DOCUMENT PASSAGE START

The sensitivity of indirect challenges to demonstrate AHR has been a matter of a debate for decades, and the majority of the information comes from studies using exercise as the provocative stimulus. Early laboratory-based studies of children suggested that exercise-induced bronchoconstriction can be demonstrated in as many as 70 to 90% of asthmatic subjects.123 However, in population-based studies, the sensitivity of exercise test to detect symptomatic subjects with a doctors diagnosis of asthma is usually only 22 to 50%.4 Even when dry inhaled air was used during the exercise challenge, the sensitivity was just 57% among children with recent wheezing.4 This discrepancy in sensitivity values between laboratory- and population-based studies probably reflects the selection of asthmatic patients with severe illness to clinical asthma studies, as highlighted by Cockcroft et al.5
The situation may be the same with newer indirect challenges. Adenosine monophosphate provocation has been a subject of active clinical research during the recent years.6 Fowler et al7 analyzed their database consisting of unselected 487 asthmatic subjects with a mean age of 37 years, whose asthma was diagnosed by a primary or secondary care physician. The sensitivity of adenosine challenge was 50% using 200 mg/mL and 37% using 100 mg/mL provocative concentrations causing a 20% fall in FEV1 as a cut-off value for a positive response. In a subgroup of patients with steroid-naive asthma, these numbers were as low as 31% and 26%, respectively.7
Compared with these results, the 51% sensitivity of mannitol challenge in our study is not a low value, especially considering the special characteristics of our asthmatic subjects.8 They were referred to our outpatient clinic because primary care physicians had been unsure about their diagnosis. As we highlight in our article, the patients showed many features that are known to cause diagnostic difficulties. Our result indicates that, given the high specificity of mannitol challenge (no healthy subject has this far responded to mannitol), 51% of these kind of clinically challenging patients can receive a correct diagnosis using mannitol challenge. In the asthmatic subjects who did not respond to mannitol, there probably were insufficient numbers of inflammatory cells in the airways or insufficient concentration of mediators to make the bronchial smooth muscle contract.
Dr. Lee also argued that the choice of patients in our study may not have been appropriate for this kind of study. We strongly argue the opposite: the power of a diagnostic test must be evaluated in a study population that reflects that faced in real-life clinical work. Since bronchial provocation tests are mainly used to confirm or exclude the diagnosis of asthma in a situation where there is a high level of uncertainty,9 we believe that our patient material was appropriate.
Furthermore, Dr. Lee also raised doubts about the validity of our patients diagnosis. As there is no "gold standard" for the diagnosis of asthma, one can never be absolutely sure about the correct diagnosis. However, in our study, the diagnosis was based on patient history and repeated clinical examinations in addition to objective evidence of variable airway obstruction in every patient, as documented in ambulatory peak flow monitoring. Therefore, we think that the diagnostic criteria in our study were more strict than in several published clinical studies.
Dr. Lee wrote that our study raised more questions than answers, which we take as a compliment. We hope that our study would raise at least the following question in the readers of CHEST: does the study population in a study evaluating the power of a diagnostic test reflect the patients the reader faces in his/her everyday clinical work? If not, the reader should interpret the results of that study with caution. We hope that this addresses the concerns of Dr. Lee.

DOCUMENT PASSAGE END
RECORD EXCERPTS START

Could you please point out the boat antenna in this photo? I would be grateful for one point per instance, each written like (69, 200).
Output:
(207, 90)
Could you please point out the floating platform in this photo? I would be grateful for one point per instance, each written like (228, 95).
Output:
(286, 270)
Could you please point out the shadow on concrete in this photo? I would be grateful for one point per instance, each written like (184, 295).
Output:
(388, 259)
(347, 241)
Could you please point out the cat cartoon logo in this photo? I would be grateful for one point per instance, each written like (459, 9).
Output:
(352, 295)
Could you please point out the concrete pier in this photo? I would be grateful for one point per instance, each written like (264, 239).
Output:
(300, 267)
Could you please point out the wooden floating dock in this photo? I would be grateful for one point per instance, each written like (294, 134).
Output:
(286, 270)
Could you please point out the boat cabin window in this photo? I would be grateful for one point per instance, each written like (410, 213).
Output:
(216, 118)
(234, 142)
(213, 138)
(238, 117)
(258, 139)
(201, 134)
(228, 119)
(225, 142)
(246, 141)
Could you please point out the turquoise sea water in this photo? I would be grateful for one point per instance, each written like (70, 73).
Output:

RECORD EXCERPTS END

EXERCISE BRIEF: Please state how, according to the letter on mannitol challenge, objective evidence of variable airway obstruction was documented in every patient.

RESPONSE: It was documented in ambulatory peak flow monitoring.